>> begin

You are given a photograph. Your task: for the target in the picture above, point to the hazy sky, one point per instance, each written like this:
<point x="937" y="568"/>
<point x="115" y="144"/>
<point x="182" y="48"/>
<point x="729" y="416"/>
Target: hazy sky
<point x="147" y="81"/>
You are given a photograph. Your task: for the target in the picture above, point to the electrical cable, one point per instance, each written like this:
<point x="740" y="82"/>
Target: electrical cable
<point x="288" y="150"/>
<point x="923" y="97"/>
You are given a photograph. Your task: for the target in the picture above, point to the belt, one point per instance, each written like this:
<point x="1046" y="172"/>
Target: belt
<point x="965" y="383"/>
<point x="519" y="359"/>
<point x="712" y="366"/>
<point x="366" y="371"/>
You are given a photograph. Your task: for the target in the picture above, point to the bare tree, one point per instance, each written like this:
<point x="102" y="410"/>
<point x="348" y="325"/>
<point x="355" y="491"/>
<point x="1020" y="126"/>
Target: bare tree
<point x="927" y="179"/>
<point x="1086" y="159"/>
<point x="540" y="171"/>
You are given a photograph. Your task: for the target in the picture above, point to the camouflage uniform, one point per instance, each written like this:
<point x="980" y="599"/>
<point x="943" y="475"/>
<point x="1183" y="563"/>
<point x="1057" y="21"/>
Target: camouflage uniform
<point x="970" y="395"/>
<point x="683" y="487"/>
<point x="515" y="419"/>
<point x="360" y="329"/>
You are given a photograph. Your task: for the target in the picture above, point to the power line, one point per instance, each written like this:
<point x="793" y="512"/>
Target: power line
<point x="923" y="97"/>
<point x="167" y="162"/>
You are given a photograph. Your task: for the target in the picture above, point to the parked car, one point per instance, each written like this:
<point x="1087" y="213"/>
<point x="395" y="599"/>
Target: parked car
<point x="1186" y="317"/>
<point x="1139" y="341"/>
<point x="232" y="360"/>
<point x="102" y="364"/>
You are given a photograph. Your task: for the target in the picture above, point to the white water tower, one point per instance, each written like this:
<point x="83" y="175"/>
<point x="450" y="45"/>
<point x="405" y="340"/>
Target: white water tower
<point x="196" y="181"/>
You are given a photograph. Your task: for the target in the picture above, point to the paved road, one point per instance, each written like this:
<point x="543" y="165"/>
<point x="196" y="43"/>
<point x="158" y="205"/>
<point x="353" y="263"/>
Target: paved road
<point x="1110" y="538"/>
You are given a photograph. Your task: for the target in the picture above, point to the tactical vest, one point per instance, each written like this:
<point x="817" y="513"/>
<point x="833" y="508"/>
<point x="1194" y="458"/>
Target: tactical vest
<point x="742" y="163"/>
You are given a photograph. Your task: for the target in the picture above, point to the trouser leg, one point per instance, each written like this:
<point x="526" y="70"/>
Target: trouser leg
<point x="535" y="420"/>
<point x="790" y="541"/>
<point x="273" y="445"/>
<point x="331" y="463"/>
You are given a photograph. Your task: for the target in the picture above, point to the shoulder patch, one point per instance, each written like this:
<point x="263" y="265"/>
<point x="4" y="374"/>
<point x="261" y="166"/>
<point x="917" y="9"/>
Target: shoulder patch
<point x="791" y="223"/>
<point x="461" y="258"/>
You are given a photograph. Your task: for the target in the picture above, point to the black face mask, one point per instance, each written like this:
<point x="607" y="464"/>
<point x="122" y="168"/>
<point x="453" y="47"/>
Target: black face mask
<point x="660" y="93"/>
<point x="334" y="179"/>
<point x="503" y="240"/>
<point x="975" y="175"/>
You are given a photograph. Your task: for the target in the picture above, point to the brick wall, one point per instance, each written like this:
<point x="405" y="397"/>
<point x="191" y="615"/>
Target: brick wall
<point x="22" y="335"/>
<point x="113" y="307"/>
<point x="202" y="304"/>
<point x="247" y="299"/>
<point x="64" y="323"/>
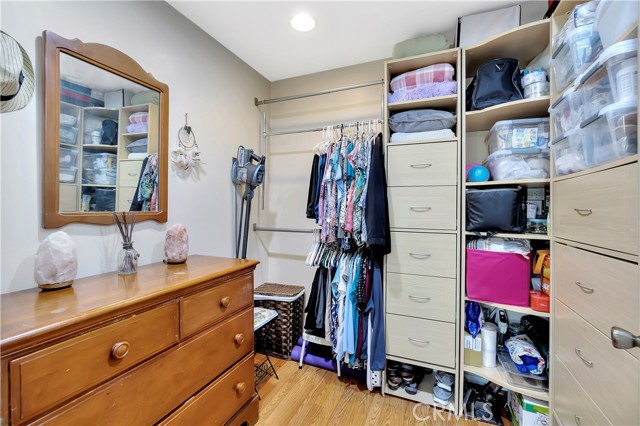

>> end

» **Required work**
Count the lines above that contain the string "tree", with uppercase and lowercase treated as different, and reply with the number alone.

» **Solution for this exercise**
2